Exercise -
Reproduce verbatim only the lines from the one containing "of the asphalt" through the last line below, both included.

Stored entries -
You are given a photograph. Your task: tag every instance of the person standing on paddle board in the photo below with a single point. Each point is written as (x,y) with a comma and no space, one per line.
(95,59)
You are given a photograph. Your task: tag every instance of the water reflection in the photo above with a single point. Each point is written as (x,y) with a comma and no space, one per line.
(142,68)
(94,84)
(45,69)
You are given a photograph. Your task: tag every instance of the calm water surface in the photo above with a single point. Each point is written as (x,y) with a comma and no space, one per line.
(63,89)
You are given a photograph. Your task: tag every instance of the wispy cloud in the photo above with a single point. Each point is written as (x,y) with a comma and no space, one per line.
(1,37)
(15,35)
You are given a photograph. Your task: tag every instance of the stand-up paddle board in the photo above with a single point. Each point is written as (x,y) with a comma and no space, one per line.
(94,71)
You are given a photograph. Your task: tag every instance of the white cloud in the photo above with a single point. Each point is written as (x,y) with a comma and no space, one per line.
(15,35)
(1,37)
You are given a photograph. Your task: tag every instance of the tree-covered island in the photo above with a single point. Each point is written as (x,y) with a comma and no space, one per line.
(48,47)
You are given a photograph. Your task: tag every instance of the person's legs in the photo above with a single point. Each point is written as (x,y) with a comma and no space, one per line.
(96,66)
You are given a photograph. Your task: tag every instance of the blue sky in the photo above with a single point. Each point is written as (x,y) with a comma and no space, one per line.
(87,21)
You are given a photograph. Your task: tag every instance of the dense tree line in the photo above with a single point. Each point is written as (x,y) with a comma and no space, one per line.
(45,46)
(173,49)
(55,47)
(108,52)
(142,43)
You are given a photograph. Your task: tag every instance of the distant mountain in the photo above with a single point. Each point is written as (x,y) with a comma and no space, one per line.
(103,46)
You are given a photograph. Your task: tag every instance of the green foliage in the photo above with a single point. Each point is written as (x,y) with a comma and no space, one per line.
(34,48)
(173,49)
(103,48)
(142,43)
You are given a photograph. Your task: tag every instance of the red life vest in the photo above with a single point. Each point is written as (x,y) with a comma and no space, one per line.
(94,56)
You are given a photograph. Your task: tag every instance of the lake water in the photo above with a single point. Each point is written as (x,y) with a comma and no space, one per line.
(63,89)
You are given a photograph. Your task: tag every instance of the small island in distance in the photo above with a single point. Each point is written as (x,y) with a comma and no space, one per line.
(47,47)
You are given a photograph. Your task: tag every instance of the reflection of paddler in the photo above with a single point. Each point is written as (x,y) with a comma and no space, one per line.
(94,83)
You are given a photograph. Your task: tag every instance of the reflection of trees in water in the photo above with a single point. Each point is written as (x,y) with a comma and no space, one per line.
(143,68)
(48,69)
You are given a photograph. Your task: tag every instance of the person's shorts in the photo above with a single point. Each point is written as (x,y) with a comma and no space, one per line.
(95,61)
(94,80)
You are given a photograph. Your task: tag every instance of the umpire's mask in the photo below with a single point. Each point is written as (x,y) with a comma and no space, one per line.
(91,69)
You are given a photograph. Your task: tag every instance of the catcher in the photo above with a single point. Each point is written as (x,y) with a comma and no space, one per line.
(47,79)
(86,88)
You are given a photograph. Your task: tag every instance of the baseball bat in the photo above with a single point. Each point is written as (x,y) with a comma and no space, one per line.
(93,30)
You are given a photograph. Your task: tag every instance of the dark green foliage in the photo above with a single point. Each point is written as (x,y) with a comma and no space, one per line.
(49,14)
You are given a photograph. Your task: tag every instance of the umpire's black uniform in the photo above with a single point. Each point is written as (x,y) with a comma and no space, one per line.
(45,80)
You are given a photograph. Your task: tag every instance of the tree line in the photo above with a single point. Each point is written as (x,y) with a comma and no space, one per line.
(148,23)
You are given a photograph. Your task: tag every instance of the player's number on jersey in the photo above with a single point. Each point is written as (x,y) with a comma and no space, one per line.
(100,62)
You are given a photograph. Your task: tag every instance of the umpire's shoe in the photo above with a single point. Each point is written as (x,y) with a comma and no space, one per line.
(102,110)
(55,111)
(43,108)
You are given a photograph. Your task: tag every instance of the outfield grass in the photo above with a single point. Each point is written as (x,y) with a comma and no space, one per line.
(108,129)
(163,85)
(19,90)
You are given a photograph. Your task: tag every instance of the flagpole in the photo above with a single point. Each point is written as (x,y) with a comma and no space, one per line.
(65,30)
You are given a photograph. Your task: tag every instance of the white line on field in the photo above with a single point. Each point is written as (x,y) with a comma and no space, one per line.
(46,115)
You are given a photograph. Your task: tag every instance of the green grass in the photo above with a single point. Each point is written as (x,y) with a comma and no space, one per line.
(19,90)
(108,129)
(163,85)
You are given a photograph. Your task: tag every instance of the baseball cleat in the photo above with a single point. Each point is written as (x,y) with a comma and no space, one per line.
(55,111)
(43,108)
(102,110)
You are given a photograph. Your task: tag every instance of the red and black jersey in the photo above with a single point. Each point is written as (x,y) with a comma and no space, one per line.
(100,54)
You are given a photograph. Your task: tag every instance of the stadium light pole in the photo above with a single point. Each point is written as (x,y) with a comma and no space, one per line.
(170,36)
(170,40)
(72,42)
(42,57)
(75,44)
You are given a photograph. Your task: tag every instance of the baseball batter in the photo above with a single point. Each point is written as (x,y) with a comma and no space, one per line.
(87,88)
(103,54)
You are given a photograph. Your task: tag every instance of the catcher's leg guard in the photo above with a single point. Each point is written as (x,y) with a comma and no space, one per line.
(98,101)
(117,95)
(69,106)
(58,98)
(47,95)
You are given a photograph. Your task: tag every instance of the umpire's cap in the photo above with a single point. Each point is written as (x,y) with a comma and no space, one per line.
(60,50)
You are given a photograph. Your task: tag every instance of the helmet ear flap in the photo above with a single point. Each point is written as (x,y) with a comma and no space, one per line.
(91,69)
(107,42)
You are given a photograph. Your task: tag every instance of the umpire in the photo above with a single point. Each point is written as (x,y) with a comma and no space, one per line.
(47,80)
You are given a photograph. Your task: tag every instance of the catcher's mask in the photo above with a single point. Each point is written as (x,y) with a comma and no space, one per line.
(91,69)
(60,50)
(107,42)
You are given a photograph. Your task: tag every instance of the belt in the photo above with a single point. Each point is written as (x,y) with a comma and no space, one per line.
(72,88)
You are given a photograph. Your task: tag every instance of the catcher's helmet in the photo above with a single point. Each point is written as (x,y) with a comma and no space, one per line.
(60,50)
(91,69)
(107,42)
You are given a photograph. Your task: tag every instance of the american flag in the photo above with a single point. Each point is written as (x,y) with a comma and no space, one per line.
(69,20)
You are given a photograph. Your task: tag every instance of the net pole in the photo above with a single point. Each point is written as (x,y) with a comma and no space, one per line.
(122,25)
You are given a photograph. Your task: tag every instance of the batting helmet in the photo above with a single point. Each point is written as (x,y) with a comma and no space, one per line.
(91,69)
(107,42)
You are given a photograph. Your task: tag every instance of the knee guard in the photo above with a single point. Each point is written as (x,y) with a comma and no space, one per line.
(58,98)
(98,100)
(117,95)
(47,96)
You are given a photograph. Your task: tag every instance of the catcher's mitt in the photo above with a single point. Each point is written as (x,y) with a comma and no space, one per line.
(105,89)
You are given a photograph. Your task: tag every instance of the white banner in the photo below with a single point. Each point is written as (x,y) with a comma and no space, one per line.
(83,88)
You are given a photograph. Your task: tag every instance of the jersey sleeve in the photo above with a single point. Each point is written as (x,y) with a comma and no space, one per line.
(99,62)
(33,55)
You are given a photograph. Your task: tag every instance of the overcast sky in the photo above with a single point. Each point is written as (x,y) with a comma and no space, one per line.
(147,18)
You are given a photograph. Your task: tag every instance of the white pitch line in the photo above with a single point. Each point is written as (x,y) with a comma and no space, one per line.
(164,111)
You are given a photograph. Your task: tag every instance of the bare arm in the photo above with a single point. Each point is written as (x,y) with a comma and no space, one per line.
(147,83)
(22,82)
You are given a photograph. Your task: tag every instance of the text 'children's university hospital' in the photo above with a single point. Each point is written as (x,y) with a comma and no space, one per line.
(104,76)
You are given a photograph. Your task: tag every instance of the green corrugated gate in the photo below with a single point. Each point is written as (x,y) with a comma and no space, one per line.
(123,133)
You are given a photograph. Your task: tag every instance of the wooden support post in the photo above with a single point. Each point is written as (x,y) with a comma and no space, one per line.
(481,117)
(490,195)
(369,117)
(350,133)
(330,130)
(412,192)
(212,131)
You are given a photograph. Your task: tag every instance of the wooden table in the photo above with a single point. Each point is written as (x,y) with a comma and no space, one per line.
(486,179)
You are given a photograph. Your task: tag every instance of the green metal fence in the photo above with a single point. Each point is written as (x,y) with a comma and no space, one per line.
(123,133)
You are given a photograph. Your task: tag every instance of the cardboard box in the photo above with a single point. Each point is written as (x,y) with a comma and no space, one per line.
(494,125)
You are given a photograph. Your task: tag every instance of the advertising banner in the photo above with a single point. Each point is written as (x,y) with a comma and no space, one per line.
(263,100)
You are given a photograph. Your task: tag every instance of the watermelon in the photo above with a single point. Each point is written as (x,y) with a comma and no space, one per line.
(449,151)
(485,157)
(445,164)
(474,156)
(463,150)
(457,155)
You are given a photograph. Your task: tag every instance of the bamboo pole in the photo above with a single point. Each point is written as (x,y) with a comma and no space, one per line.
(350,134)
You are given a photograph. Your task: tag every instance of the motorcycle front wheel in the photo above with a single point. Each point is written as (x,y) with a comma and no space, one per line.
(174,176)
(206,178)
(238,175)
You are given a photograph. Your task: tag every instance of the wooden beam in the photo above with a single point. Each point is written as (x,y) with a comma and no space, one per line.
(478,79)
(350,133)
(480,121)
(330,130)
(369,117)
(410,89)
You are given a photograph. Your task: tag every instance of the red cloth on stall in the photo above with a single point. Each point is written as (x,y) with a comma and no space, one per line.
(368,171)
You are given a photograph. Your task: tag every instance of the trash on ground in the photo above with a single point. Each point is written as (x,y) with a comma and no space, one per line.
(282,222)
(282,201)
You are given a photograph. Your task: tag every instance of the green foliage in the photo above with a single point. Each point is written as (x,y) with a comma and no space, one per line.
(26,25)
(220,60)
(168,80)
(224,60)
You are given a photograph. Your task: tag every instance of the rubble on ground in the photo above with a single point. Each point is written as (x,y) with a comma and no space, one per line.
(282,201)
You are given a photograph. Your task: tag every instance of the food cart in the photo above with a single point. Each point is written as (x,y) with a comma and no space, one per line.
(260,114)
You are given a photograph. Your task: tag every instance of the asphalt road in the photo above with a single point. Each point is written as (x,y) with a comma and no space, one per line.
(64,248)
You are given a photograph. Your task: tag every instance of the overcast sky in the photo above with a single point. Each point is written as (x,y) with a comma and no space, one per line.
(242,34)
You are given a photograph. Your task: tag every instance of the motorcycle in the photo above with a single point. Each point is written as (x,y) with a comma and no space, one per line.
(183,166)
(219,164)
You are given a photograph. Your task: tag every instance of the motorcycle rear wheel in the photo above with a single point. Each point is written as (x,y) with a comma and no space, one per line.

Completed task -
You are given a photograph. Your task: tag every instance of the asphalt road in the photo above with a single point. Each point is written as (x,y) with a comma and no space, one per line.
(64,248)
You are given a photograph. Your task: tag every instance of the overcast sky in the photo above with a single point. Each point is written as (x,y) with a comma and no space, one per line.
(242,34)
You are given a photograph. Your task: tag every instance of the motorcycle in the photo above with a single point. Each point is written as (x,y) with a comma and no space, one per line.
(183,166)
(219,164)
You are given a photograph. Your task: tag every instance of the motorcycle rear wheel in the photo above with a single point. Each point is written as (x,y) with a comma and no space, one per line.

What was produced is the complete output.